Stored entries
┄┄┄┄┄┄
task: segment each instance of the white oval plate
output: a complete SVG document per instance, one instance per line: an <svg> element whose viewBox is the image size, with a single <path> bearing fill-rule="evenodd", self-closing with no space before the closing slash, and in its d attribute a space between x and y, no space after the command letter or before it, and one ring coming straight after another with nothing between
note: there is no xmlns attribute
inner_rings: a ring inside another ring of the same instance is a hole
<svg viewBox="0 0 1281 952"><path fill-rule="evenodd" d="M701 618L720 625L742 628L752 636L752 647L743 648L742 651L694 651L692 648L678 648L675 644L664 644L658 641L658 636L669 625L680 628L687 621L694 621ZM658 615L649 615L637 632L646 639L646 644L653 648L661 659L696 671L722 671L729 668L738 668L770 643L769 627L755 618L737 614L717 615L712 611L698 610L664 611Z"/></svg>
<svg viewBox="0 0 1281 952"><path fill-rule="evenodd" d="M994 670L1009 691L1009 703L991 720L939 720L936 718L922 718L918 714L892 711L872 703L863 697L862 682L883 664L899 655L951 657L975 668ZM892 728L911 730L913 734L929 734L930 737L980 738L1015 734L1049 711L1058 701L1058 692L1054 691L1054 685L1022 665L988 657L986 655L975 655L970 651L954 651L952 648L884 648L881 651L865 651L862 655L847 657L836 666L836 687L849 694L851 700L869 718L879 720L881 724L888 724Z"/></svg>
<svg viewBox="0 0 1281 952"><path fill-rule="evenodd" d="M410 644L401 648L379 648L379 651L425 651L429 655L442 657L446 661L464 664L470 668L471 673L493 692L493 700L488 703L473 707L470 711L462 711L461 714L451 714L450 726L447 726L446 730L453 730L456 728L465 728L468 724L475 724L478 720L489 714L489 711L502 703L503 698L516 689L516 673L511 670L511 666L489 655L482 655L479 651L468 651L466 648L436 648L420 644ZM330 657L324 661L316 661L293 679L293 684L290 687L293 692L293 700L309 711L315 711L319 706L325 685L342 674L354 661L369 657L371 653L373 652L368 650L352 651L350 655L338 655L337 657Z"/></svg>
┄┄┄┄┄┄
-- What is expected --
Reproduce every line of the material above without changing anything, keeping the lines in their original order.

-- Solution to this task --
task: segment each instance of the white oval plate
output: a complete SVG document per instance, one instance per line: an <svg> element whose viewBox is the image size, with a single <path> bearing fill-rule="evenodd", self-closing with no space before the closing slash, and in its d attribute a space between x and y, no space after the command letter or before it, and one ring coming straight after another with nothing between
note: there is no xmlns attribute
inner_rings: a ring inside another ring of the same instance is a hole
<svg viewBox="0 0 1281 952"><path fill-rule="evenodd" d="M701 618L720 625L742 628L752 636L752 647L743 648L742 651L694 651L692 648L678 648L675 644L664 644L658 641L658 636L669 625L680 628L687 621L694 621ZM658 615L649 615L637 632L646 639L646 644L653 648L661 659L696 671L722 671L729 668L738 668L770 643L769 627L755 618L737 614L717 615L712 611L698 610L664 611Z"/></svg>
<svg viewBox="0 0 1281 952"><path fill-rule="evenodd" d="M994 670L1009 691L1009 703L991 720L939 720L936 718L922 718L918 714L892 711L872 703L863 697L862 682L883 664L899 655L951 657L975 668ZM892 728L911 730L913 734L929 734L930 737L980 738L1015 734L1049 711L1058 701L1058 692L1054 691L1054 685L1022 665L988 657L986 655L975 655L970 651L954 651L952 648L884 648L881 651L865 651L862 655L847 657L836 666L836 687L849 694L851 700L869 718L879 720L881 724L888 724Z"/></svg>
<svg viewBox="0 0 1281 952"><path fill-rule="evenodd" d="M410 644L401 648L379 648L379 651L425 651L429 655L442 657L446 661L464 664L470 668L471 673L493 692L493 700L488 703L473 707L470 711L462 711L461 714L451 714L450 726L447 726L446 730L453 730L456 728L465 728L468 724L475 724L478 720L489 714L489 711L502 703L503 698L516 689L516 673L511 670L511 666L489 655L482 655L479 651L468 651L466 648L436 648L420 644ZM330 657L324 661L316 661L293 679L293 684L290 687L293 692L293 700L309 711L315 711L319 706L325 685L342 674L354 661L369 657L371 653L373 652L368 650L352 651L350 655L338 655L337 657Z"/></svg>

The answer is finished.